▶ What you are asked to do
Take the entries below and retype them exactly.

(Point-per-instance localization data)
"""

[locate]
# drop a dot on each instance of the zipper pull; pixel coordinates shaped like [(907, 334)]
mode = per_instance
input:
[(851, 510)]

"""

▶ Written reply
[locate]
# drop a dot on each instance of the zipper pull; pixel coordinates shaped like [(907, 334)]
mode = per_instance
input:
[(851, 510)]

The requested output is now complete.